* **REQUESTS**:
(1) Can you reproduce the part of the passage on religious behavior in animals that opens with the words containing "It escapes me" and closes with "describes in brief."?
(2) According to the passage on religious behavior in animals, where do the chimpanzees of Gombe perform their "dance"?
(3) Could you carry the passage on religious behavior in animals forward with the next part, picking up after its final sentence?

──────── EXTRACT PROVIDED ────────

Do animals display religious behavior?

It escapes me how anyone can believe in evolution of species without accepting that what seem like human "inventions" can often have precursors/parallels in other species-- e.g. toolmaking, monogamy. There are behaviors that have been identified by observers as seeming to be related to religion, as this article describes in brief.

Unfortunately the link included in the article no longer works, but there are plenty of other hits when one searches "religious behavior in animals." Here is an excerpt from the article:

First, animal responses to death show striking similarities to how humans religiously respond to death. For instance, magpies, gorillas, elephants, llamas, foxes, and wolves all use ritual to cope with the death of a companion. Magpies will peck the dead body and then lay blades of grass next to it. Gorillas hold something so similar to a “wake” that many zoos have formalized the ritual. Elephants hold large “funeral” gatherings and treat the bones of their deceased with great respect. Llamas utilize stillness to mourn for their dead. Foxes bury their dead completely, as do wolves, who, if they lose a mate, will often go without sex and seek solitude. In all of these cases, the animals rely on ritual to ease the pain of death. Even if one will not grant their rituals the title “religious,” at the very least the overlap between animal and human death rituals stands out as striking.

Second, primates respond to what appears to be the “awe” of nature in ways that could be described as “religious.” The chimpanzees of Gombe “dance” at the base of an enormous waterfall in the Kakombe Valley. This “dance” moves slowly and rhythmically alongside the riverbed. The chimps transition into throwing giant rocks and branches, and then hanging on vines over the stream until the vines verge on snapping. Their “dance” lasts for ten minutes or longer. For humans, this waterfall certainly instills awe and majesty. Obviously, no one can know the internal processes of a chimpanzee. That said, given the champanzees’ reaction to the waterfall and their evolutionary nearness to humans, it is not far-fetched to think that they too may experience feelings of awe when they encounter that waterfall.

──────── PROVIDED INFORMATION ────────

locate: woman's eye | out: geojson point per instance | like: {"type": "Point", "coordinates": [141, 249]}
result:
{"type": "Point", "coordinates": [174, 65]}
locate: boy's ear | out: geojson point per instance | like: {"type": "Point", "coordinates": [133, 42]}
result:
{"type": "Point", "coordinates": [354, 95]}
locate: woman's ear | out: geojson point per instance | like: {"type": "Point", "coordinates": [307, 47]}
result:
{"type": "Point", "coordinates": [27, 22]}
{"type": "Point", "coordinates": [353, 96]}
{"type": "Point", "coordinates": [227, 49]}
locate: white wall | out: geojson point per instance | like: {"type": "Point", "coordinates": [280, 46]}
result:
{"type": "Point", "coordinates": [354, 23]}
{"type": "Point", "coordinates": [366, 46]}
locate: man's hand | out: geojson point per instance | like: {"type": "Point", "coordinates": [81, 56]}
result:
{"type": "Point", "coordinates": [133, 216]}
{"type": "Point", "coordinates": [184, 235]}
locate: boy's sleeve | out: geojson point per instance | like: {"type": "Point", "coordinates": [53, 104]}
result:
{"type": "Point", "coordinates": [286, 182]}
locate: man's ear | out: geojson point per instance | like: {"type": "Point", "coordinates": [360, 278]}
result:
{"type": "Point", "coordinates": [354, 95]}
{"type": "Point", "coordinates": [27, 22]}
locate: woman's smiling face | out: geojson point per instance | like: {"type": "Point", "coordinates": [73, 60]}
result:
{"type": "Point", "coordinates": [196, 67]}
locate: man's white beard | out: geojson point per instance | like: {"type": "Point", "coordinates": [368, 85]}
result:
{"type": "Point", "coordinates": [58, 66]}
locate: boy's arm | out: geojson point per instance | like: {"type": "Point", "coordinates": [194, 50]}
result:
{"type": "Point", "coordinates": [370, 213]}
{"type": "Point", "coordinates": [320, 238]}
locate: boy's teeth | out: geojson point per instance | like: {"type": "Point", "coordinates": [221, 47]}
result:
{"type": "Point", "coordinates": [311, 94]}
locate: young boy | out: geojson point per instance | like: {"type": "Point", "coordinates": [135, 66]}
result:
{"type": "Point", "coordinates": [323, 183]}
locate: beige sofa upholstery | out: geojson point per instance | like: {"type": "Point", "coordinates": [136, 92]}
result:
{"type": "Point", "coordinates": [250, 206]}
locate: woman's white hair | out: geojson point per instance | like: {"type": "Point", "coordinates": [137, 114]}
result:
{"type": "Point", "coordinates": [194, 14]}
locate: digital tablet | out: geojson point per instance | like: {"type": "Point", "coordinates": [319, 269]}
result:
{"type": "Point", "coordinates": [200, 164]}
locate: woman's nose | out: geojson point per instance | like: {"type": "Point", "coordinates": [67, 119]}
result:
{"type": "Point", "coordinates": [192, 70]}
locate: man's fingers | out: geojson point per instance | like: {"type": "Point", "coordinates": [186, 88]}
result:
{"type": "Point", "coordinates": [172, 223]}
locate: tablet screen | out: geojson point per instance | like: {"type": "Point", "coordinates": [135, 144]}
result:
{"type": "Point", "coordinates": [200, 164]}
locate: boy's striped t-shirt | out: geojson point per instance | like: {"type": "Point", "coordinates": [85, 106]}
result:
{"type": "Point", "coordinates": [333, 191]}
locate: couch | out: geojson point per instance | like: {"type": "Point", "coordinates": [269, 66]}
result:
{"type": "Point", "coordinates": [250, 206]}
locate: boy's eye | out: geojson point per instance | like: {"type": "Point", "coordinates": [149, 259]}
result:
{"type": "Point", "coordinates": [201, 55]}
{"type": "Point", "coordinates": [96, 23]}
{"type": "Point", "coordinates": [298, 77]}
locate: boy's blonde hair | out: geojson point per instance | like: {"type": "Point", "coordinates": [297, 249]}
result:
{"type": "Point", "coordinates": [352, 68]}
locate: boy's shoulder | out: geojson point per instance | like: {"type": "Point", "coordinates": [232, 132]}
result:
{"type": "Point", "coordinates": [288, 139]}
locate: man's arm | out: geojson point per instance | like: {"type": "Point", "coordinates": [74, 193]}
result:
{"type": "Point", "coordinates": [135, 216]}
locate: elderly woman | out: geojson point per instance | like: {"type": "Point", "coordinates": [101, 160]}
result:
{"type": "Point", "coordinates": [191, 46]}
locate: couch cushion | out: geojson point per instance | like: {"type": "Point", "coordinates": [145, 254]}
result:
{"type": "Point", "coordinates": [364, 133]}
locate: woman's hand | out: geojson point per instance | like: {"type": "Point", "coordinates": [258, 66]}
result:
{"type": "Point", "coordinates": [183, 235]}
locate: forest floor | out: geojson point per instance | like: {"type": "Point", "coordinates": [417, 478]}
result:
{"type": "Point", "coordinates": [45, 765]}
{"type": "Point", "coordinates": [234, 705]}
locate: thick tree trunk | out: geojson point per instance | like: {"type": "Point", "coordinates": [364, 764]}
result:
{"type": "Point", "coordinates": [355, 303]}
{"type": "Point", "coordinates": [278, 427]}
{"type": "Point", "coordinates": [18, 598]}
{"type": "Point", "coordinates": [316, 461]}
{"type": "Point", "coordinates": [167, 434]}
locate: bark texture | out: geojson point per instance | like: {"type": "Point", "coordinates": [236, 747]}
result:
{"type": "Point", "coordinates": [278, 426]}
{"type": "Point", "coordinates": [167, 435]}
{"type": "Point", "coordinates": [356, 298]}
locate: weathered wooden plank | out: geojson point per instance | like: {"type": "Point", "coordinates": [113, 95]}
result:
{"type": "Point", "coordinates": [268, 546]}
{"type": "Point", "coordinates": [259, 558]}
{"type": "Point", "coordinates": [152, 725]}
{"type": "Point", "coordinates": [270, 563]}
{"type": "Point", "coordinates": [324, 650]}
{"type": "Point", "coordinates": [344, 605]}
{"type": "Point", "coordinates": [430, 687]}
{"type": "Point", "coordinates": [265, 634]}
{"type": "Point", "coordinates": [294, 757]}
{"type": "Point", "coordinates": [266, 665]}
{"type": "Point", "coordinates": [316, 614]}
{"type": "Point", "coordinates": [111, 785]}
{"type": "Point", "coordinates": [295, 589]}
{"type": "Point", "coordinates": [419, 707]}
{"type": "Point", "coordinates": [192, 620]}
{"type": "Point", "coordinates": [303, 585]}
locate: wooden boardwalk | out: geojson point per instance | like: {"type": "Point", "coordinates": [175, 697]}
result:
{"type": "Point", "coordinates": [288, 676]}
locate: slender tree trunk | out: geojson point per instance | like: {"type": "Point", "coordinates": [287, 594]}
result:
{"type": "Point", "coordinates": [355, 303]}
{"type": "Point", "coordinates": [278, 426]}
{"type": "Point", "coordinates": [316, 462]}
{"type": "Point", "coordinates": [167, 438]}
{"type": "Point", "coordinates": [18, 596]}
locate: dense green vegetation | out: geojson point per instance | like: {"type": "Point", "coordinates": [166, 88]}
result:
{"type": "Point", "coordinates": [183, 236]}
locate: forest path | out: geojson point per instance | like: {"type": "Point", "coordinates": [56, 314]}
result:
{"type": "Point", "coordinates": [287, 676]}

────────

* **ANSWERS BELOW**:
(1)
It escapes me how anyone can believe in evolution of species without accepting that what seem like human "inventions" can often have precursors/parallels in other species-- e.g. toolmaking, monogamy. There are behaviors that have been identified by observers as seeming to be related to religion, as this article describes in brief.

(2) At the base of an enormous waterfall in the Kakombe Valley.

(3)
Most interesting recent treatment of this issue was primatologist Frans de Waal's The Bonobo and the Atheist, about which this 2013 Salon article gives an interesting perspective.

People like Dawkins, says de Waal, are going about things in the wrong manner. “The question is not so much whether religion is true or false,” he writes, “but how it shapes our lives, and what might possibly take its place if we were to get rid of it the way an Aztec priest rips the beating heart out of a virgin.” What this violent metaphor is meant to gesture towards is “the gaping hole” that would be left by “the removed organ’s functions.” It seems to suggest that religion is some serviceable physiological element in the human body politic.

But de Waal isn’t really trying to “save” religion from atheists like Dawkins; there’s much about religion that de Waal finds troubling and problematic. The big targets for de Waal are what he calls “top down morality” and human exceptionalism. Top down morality is linked to the assertion that morality comes to human life from somewhere “on high,” which might be taken to mean that human life receives its morality from a transcendent, out-of-this-world, divine.

But de Waal notes that top down morality isn’t a purely religious problem. He attacks, for example, the philosophical presumption mentioned earlier, that morality is a matter of reasoning—that we reason our way “up” to moral action or decision. Likewise, de Waal takes issue with human exceptionalism—the idea that morality is something that only humans are capable of—regardless of its origin. Religion is a target, for de Waal, to the extent that it supports each of these presumptions.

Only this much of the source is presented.